:: Exercise input ::
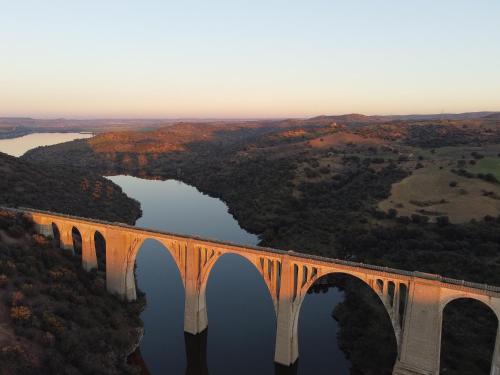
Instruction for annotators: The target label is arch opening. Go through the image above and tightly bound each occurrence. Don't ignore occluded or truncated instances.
[71,227,82,258]
[52,223,61,248]
[297,273,397,374]
[206,254,276,374]
[132,239,187,374]
[94,231,106,272]
[440,298,498,375]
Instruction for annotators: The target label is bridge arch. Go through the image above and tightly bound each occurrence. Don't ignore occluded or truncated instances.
[438,293,500,375]
[292,265,400,362]
[125,237,186,300]
[294,272,398,373]
[200,252,277,373]
[51,222,61,248]
[200,250,278,315]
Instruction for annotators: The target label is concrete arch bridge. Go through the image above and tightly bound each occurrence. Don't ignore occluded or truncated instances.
[10,209,500,375]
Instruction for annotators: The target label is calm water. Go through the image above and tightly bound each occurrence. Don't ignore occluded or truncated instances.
[109,176,349,375]
[0,133,349,375]
[0,133,92,156]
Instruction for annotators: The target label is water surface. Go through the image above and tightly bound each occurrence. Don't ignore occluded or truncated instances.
[109,176,349,375]
[0,133,92,157]
[0,133,350,375]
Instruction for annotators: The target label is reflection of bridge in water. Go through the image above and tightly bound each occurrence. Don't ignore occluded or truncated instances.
[10,209,500,375]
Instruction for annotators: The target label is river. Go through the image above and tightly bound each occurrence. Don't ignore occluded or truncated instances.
[0,133,350,375]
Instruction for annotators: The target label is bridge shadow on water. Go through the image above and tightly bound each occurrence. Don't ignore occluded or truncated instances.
[136,240,378,375]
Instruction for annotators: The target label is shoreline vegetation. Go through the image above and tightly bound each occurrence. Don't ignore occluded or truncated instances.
[0,153,145,375]
[0,212,145,375]
[11,115,500,375]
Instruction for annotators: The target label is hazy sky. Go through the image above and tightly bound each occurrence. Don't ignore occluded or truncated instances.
[0,0,500,117]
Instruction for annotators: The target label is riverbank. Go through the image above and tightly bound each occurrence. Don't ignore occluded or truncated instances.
[0,212,145,375]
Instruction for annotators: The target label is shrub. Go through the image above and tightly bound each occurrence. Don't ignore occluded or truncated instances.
[0,274,9,289]
[10,291,24,306]
[10,306,31,322]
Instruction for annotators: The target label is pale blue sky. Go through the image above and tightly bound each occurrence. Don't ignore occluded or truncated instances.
[0,0,500,117]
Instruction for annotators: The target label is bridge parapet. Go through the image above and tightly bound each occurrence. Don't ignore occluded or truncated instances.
[0,207,500,375]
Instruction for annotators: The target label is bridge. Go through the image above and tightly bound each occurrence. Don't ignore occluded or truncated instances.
[6,209,500,375]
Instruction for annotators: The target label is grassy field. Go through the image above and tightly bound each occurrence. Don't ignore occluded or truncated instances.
[378,165,500,223]
[468,157,500,180]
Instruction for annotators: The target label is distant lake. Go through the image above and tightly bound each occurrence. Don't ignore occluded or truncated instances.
[0,133,350,375]
[0,133,92,157]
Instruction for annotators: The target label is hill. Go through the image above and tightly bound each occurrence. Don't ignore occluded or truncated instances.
[0,153,141,224]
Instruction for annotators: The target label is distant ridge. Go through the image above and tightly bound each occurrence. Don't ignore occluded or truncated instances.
[309,111,500,122]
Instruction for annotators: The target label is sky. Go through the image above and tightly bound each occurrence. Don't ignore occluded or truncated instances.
[0,0,500,118]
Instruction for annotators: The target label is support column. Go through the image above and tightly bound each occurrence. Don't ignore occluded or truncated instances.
[81,229,97,271]
[102,230,140,301]
[184,241,208,335]
[274,257,300,366]
[392,282,401,326]
[382,280,391,307]
[393,281,442,375]
[35,221,54,237]
[490,326,500,375]
[59,224,75,253]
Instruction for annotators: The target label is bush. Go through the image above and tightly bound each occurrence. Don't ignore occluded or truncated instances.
[10,306,31,322]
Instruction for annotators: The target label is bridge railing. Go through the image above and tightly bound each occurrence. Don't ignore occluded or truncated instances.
[0,206,500,293]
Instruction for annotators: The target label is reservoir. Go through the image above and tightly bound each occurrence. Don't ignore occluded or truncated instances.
[0,133,92,156]
[108,176,349,375]
[0,133,350,375]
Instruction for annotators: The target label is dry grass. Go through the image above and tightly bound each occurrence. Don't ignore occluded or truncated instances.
[378,166,500,223]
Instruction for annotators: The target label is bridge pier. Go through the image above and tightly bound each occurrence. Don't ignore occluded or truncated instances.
[103,230,140,301]
[58,224,74,253]
[184,241,208,335]
[80,229,97,271]
[393,281,442,375]
[274,260,300,366]
[35,220,54,238]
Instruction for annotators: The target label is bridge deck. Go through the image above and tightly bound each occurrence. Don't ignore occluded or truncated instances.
[0,207,500,294]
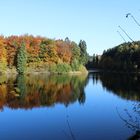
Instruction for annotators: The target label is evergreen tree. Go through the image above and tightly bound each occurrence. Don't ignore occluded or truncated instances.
[17,43,27,74]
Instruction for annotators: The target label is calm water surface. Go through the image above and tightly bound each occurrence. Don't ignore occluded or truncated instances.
[0,73,140,140]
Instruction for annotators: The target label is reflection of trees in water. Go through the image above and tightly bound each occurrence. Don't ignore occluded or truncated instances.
[93,73,140,101]
[93,73,140,140]
[117,102,140,140]
[0,75,87,109]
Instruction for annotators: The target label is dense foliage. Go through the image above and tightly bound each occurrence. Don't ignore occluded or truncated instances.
[100,41,140,72]
[0,35,87,73]
[17,44,27,74]
[87,41,140,72]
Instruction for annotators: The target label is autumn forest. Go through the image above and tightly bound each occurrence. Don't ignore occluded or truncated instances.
[0,35,88,74]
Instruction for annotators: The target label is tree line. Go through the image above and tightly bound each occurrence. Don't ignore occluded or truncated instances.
[88,41,140,72]
[0,35,88,74]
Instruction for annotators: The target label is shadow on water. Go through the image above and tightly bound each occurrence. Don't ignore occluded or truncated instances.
[0,75,87,110]
[89,73,140,140]
[91,73,140,101]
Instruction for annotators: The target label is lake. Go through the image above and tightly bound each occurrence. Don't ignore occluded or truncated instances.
[0,73,140,140]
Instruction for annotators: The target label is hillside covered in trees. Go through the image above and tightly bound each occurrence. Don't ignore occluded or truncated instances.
[0,35,88,73]
[88,41,140,72]
[99,41,140,72]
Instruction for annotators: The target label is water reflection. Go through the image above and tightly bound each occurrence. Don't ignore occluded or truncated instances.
[93,73,140,101]
[0,75,87,110]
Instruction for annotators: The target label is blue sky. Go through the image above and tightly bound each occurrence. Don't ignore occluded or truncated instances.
[0,0,140,55]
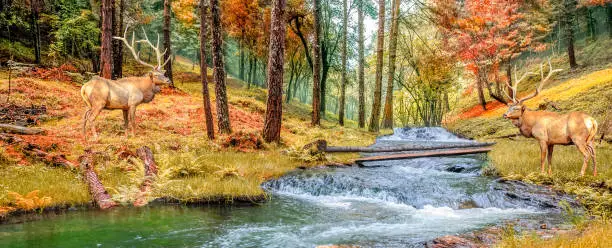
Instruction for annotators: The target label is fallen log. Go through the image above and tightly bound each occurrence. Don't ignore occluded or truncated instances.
[134,146,157,207]
[355,147,491,165]
[0,124,45,135]
[324,142,495,153]
[79,150,117,209]
[0,133,77,169]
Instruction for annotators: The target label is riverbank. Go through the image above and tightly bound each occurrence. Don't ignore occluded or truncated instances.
[447,65,612,247]
[0,65,376,218]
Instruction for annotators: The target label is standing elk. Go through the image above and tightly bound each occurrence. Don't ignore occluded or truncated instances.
[81,27,171,139]
[503,59,597,176]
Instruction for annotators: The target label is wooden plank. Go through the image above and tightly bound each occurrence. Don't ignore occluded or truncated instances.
[324,142,495,153]
[355,147,491,163]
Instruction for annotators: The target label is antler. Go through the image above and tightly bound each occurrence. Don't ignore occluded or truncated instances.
[504,65,536,104]
[518,58,562,103]
[113,25,172,70]
[504,58,562,104]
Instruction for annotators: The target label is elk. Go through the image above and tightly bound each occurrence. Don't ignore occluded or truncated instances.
[81,27,172,139]
[503,59,597,176]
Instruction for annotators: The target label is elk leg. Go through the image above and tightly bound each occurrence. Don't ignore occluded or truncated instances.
[548,145,555,175]
[540,142,548,174]
[587,141,597,177]
[83,109,91,140]
[576,142,591,176]
[87,107,102,140]
[129,106,136,137]
[122,109,130,138]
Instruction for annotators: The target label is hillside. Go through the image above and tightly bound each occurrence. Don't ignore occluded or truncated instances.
[0,60,376,213]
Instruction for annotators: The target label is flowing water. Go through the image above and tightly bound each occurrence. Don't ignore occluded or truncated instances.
[0,128,563,247]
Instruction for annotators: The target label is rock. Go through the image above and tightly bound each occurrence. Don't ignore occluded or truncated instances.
[425,235,480,248]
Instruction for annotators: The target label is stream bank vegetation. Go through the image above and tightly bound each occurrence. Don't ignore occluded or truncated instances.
[0,0,612,247]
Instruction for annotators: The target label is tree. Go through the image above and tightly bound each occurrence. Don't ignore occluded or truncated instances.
[369,0,385,132]
[200,0,215,140]
[100,0,113,79]
[263,0,287,142]
[312,0,321,126]
[433,0,548,110]
[30,0,42,64]
[338,0,348,126]
[164,0,174,85]
[381,0,400,128]
[558,0,578,69]
[111,0,125,79]
[210,0,232,134]
[357,0,365,128]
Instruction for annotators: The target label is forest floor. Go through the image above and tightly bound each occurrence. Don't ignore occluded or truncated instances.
[446,40,612,247]
[0,60,388,215]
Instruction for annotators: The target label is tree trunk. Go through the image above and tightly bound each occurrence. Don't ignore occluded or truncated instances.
[100,0,113,79]
[606,3,612,39]
[134,146,157,207]
[476,70,487,110]
[200,0,215,140]
[162,0,174,88]
[238,29,244,81]
[30,0,41,64]
[210,0,232,134]
[561,0,578,69]
[357,0,365,128]
[79,150,117,209]
[369,0,385,132]
[312,0,321,126]
[338,0,348,126]
[382,0,400,128]
[112,0,125,79]
[263,0,287,142]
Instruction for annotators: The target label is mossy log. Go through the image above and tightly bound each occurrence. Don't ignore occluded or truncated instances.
[0,124,45,135]
[79,150,117,209]
[0,133,77,169]
[355,147,491,165]
[323,142,495,153]
[134,146,157,207]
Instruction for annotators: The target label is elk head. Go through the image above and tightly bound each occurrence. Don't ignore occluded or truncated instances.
[503,59,562,120]
[113,26,172,86]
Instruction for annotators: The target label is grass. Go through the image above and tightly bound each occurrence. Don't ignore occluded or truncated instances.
[0,58,382,213]
[496,221,612,248]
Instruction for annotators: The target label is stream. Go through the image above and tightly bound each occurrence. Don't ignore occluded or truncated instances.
[0,128,566,247]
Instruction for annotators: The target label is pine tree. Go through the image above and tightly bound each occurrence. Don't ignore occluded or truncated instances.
[210,0,232,134]
[369,0,385,132]
[200,0,215,140]
[263,0,287,142]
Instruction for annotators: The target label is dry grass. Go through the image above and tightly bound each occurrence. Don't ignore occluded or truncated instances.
[496,222,612,248]
[0,59,382,210]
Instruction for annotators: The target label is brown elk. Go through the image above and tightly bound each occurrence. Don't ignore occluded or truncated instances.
[503,60,597,176]
[81,27,171,139]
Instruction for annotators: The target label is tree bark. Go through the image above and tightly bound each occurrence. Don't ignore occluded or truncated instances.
[476,70,487,110]
[112,0,125,79]
[30,0,41,64]
[381,0,400,128]
[200,0,215,140]
[79,150,117,209]
[263,0,287,142]
[357,0,365,128]
[164,0,174,88]
[561,0,578,69]
[311,0,321,126]
[338,0,348,126]
[369,0,385,132]
[100,0,113,79]
[210,0,232,134]
[606,3,612,38]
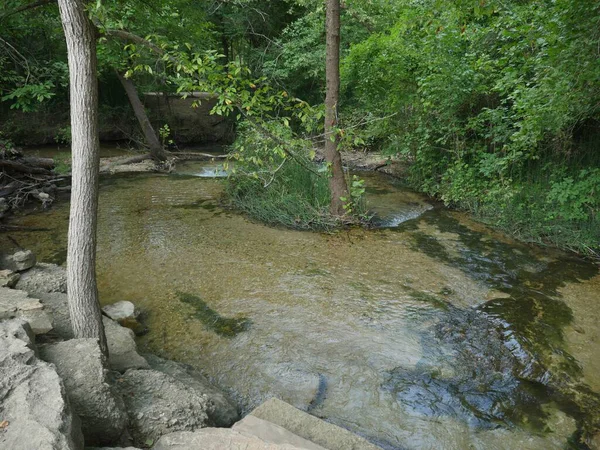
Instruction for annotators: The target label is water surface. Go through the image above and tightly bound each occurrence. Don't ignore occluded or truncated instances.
[0,163,600,449]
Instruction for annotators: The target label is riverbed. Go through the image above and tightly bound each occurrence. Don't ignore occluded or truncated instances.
[0,156,600,449]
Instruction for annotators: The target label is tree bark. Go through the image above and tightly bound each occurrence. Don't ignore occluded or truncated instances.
[325,0,349,216]
[117,72,167,161]
[58,0,108,355]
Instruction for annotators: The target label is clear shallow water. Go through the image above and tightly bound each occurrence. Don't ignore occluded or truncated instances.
[0,160,600,449]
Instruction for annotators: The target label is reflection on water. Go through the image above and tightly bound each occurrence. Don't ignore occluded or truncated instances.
[0,160,600,449]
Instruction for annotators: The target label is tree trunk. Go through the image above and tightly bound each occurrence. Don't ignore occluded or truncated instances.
[58,0,108,355]
[117,72,167,161]
[325,0,350,216]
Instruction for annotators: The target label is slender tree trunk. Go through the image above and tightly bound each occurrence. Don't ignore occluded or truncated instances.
[117,72,167,161]
[325,0,348,216]
[58,0,108,355]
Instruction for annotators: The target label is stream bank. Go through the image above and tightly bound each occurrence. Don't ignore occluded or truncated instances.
[3,163,600,449]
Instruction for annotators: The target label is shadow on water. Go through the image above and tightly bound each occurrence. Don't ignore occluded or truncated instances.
[383,211,600,448]
[177,292,251,337]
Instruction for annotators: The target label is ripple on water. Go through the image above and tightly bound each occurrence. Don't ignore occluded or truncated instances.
[2,160,600,449]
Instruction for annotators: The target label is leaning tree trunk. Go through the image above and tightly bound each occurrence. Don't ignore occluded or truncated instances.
[325,0,349,216]
[58,0,108,355]
[117,72,167,161]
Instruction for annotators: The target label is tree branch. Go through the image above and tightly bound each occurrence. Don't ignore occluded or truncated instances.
[0,0,56,21]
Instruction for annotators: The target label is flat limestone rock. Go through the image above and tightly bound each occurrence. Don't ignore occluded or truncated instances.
[102,316,150,372]
[152,428,305,450]
[0,287,52,334]
[40,339,127,445]
[115,369,210,446]
[0,319,83,450]
[232,415,327,450]
[144,354,239,427]
[250,398,381,450]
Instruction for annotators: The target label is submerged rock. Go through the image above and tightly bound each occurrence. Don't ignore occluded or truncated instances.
[36,292,73,339]
[40,339,127,445]
[0,319,83,450]
[0,269,21,288]
[0,287,52,334]
[102,300,139,322]
[102,300,148,336]
[144,354,239,427]
[17,263,67,295]
[102,317,150,372]
[116,370,212,448]
[0,250,35,272]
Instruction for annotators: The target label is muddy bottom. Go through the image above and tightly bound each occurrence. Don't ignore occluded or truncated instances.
[0,163,600,449]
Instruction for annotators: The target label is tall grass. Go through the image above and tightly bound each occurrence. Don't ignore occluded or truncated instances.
[226,159,340,230]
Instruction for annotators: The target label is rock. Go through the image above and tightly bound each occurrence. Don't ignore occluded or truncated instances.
[86,447,141,450]
[250,398,381,450]
[102,316,150,372]
[144,354,239,427]
[102,300,139,322]
[17,263,67,296]
[152,428,303,450]
[232,415,326,450]
[116,370,209,446]
[0,250,35,272]
[35,292,73,339]
[0,319,83,450]
[40,339,127,445]
[0,197,10,219]
[0,270,21,288]
[0,287,52,334]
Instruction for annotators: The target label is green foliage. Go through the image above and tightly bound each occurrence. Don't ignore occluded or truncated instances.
[342,0,600,254]
[227,121,339,230]
[54,125,71,145]
[53,155,71,175]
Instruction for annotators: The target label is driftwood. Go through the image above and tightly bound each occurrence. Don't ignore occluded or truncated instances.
[0,159,52,175]
[0,149,63,215]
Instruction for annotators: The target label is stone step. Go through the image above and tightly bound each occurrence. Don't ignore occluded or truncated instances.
[244,398,381,450]
[0,287,52,334]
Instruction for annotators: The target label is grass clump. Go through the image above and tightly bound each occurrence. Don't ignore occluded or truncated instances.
[226,156,339,230]
[225,121,364,231]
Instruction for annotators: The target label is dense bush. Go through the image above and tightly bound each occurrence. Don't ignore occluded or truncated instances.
[336,0,600,254]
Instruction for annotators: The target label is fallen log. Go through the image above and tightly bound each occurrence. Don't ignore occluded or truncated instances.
[18,156,54,170]
[0,159,52,175]
[171,152,228,161]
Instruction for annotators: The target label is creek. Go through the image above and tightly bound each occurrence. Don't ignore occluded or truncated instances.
[0,152,600,449]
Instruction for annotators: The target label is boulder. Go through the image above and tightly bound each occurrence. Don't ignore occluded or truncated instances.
[102,316,150,372]
[0,197,10,217]
[0,319,83,450]
[40,339,127,445]
[116,370,210,446]
[0,270,20,288]
[152,428,304,450]
[0,287,52,334]
[144,354,239,427]
[102,300,139,322]
[28,292,73,339]
[0,250,35,272]
[102,300,148,336]
[17,263,67,296]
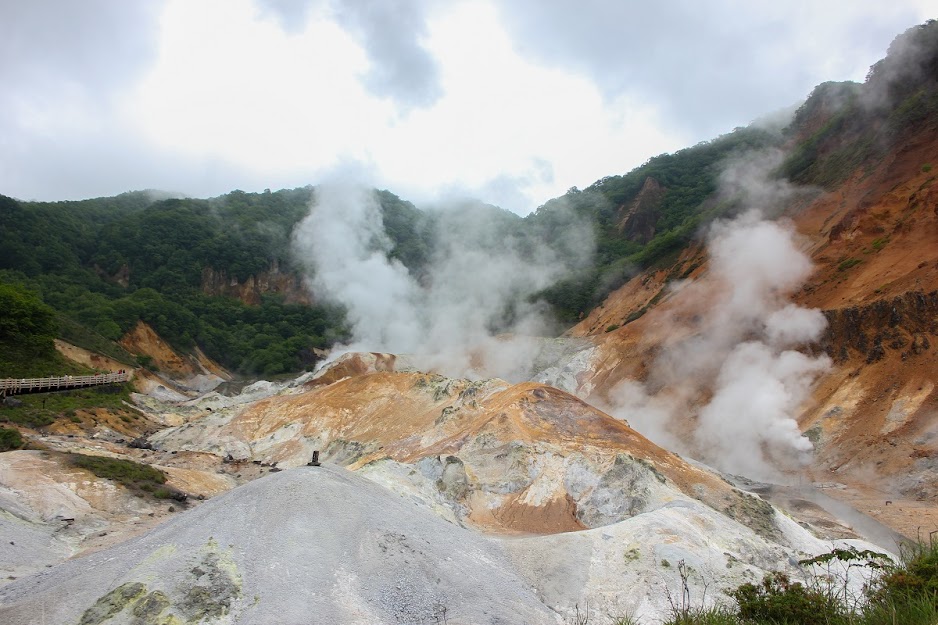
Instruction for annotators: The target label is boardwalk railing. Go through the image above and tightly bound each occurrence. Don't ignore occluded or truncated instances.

:: Task directions ::
Render the lines of the records from the line containing "Instruction for annotators: The target label is hillside." through the line containing "[0,128,563,247]", both included, as a Markdown table with the columns Row and Text, leaving out any blank lines. Include no other lines.

:: Full output ::
| Row | Text |
|---|---|
| 1 | Instruction for annotators: The target label is hillside. Go through the image above and tightly bound each occurrence. Don't ignore occluded or truncated instances. |
| 2 | [0,60,376,213] |
| 3 | Instruction for annotators: The target label is flowing water. Go through the image above and tightly bound each occurrence. Don't ignore occluded or truncated instances. |
| 4 | [0,128,563,247] |